== Your instructions ==
The reply should hold only the lines below beginning at the one with "Could you kindly tag the spiny" and ending at the one with "Could you kindly tag the purple", copied exactly, with every picture left out.

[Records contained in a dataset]
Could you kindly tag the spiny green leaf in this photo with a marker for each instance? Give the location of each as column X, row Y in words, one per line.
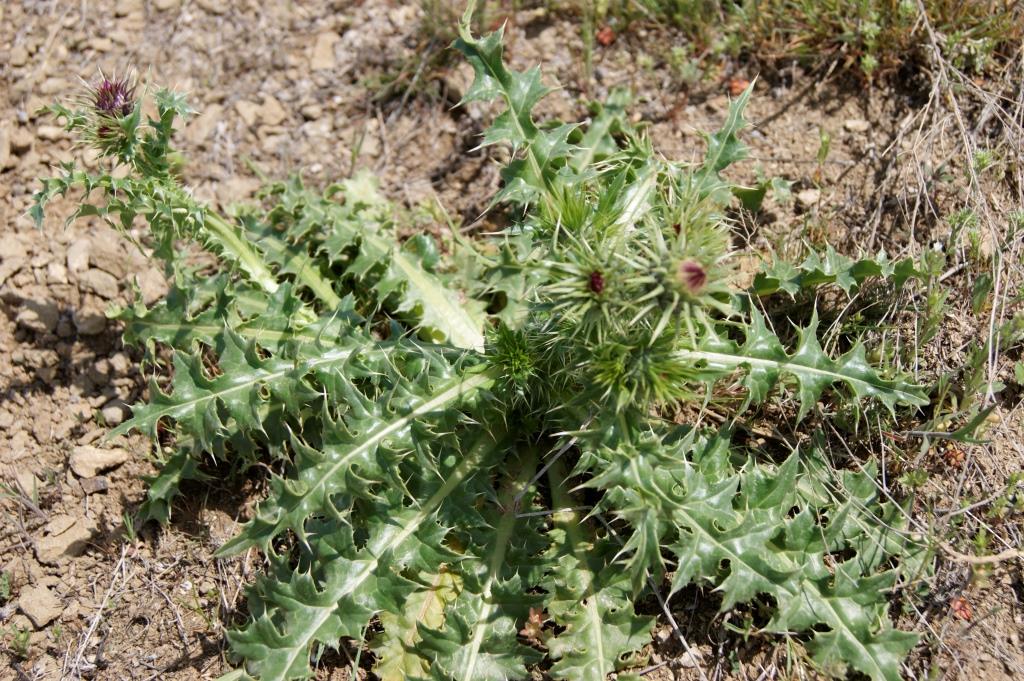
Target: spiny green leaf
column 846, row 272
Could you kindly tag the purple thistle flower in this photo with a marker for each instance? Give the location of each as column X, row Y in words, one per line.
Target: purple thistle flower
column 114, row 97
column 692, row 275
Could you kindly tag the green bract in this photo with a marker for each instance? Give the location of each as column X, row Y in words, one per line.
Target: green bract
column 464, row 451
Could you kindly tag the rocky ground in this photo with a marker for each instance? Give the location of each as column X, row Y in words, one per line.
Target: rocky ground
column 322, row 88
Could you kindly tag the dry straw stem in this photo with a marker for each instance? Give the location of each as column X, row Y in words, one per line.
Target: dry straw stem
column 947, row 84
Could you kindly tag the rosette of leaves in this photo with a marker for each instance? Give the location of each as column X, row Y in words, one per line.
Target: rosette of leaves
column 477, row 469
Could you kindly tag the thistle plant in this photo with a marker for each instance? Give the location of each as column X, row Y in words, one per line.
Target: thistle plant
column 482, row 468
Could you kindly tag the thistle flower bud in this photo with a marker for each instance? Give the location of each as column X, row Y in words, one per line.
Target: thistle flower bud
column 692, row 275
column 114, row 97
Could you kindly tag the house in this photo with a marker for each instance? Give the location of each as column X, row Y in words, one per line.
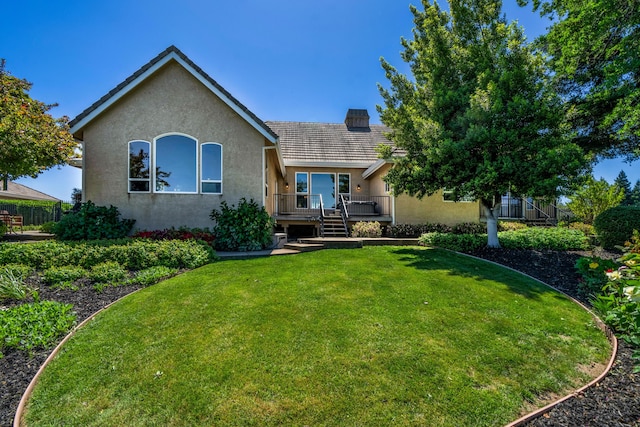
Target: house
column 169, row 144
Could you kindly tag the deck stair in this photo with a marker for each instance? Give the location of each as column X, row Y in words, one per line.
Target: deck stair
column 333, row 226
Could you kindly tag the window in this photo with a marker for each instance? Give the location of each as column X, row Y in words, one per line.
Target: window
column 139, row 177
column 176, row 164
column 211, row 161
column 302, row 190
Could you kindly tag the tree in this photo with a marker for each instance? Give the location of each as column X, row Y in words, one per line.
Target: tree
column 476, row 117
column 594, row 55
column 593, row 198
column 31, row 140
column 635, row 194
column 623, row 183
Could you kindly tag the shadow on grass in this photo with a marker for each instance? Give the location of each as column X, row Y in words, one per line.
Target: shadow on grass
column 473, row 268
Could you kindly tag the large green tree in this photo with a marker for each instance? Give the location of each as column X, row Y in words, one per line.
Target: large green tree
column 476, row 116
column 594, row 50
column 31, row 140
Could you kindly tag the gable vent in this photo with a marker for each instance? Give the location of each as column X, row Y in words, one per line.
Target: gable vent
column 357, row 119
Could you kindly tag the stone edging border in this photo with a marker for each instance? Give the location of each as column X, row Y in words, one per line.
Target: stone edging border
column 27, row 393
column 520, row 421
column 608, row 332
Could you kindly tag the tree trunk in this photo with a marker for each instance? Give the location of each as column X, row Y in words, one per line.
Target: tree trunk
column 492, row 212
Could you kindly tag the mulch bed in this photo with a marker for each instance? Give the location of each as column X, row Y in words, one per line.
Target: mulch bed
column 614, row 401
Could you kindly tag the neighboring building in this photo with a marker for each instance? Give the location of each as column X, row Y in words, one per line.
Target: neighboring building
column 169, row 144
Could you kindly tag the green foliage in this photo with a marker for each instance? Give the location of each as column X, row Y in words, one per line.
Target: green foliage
* * *
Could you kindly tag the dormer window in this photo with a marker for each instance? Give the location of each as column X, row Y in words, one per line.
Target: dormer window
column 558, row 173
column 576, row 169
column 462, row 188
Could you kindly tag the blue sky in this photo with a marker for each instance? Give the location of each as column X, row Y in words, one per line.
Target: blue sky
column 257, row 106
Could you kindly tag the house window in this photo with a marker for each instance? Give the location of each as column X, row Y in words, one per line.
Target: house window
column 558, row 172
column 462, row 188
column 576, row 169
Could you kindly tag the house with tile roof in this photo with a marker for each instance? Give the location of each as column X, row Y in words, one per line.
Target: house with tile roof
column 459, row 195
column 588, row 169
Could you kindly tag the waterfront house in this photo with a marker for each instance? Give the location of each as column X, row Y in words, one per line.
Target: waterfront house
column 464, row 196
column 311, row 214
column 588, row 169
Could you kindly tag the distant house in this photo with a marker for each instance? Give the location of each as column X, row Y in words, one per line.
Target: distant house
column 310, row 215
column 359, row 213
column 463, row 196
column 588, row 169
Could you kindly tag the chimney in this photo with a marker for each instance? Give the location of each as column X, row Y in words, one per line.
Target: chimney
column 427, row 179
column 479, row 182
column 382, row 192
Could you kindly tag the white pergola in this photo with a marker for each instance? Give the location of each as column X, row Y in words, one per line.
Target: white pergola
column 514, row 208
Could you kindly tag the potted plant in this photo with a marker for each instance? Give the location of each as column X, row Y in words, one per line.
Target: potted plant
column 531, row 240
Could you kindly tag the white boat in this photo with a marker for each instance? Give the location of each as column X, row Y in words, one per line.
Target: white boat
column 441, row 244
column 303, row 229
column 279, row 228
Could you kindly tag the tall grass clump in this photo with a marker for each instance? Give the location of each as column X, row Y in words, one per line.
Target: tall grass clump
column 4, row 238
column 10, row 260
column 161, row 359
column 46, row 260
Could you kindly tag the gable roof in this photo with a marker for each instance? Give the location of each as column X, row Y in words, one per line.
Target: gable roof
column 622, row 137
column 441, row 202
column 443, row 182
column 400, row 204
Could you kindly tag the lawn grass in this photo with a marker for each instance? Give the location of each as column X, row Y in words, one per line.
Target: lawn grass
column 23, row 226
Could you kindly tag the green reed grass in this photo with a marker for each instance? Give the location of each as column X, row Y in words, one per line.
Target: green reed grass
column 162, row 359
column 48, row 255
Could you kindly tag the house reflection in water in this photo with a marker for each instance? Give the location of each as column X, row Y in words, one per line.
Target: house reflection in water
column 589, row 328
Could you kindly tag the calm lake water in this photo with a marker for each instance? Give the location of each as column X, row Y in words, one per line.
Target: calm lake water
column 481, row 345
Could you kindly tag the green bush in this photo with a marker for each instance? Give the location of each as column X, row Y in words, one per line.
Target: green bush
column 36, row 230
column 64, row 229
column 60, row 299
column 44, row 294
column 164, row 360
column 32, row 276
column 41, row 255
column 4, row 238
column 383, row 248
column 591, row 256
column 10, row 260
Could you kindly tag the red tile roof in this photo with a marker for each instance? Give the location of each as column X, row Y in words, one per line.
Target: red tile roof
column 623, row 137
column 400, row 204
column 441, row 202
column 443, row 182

== Solution for this task ==
Could you kindly tag the spiny green leaf in this photo with a marker for each instance? Give the location of each as column X, row Y in words, one per line.
Target: spiny green leaf
column 846, row 272
Could you kindly tag the purple thistle flower in this photo with a marker for each instance? Give the location of each as column X, row Y in words, one per line.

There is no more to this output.